Format the lines of the data below as a JSON list of strings, with one string per line and blank lines omitted.

Some records:
--------------------------------
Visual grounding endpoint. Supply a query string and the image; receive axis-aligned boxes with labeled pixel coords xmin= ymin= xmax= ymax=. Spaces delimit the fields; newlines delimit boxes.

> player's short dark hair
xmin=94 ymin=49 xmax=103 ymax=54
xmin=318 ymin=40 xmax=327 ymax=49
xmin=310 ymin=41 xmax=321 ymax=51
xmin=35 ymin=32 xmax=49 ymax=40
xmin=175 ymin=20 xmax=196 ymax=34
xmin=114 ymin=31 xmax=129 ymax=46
--------------------------------
(Answer to the task)
[
  "Visual grounding endpoint. Supply a query string and the image; receive axis-aligned boxes with labeled pixel coords xmin= ymin= xmax= ymax=. Spaces delimit the fields; newlines delimit boxes.",
  "> player's short dark hair",
  "xmin=94 ymin=49 xmax=103 ymax=54",
  "xmin=318 ymin=40 xmax=327 ymax=49",
  "xmin=310 ymin=41 xmax=321 ymax=51",
  "xmin=35 ymin=32 xmax=49 ymax=40",
  "xmin=175 ymin=20 xmax=196 ymax=34",
  "xmin=114 ymin=31 xmax=129 ymax=46"
]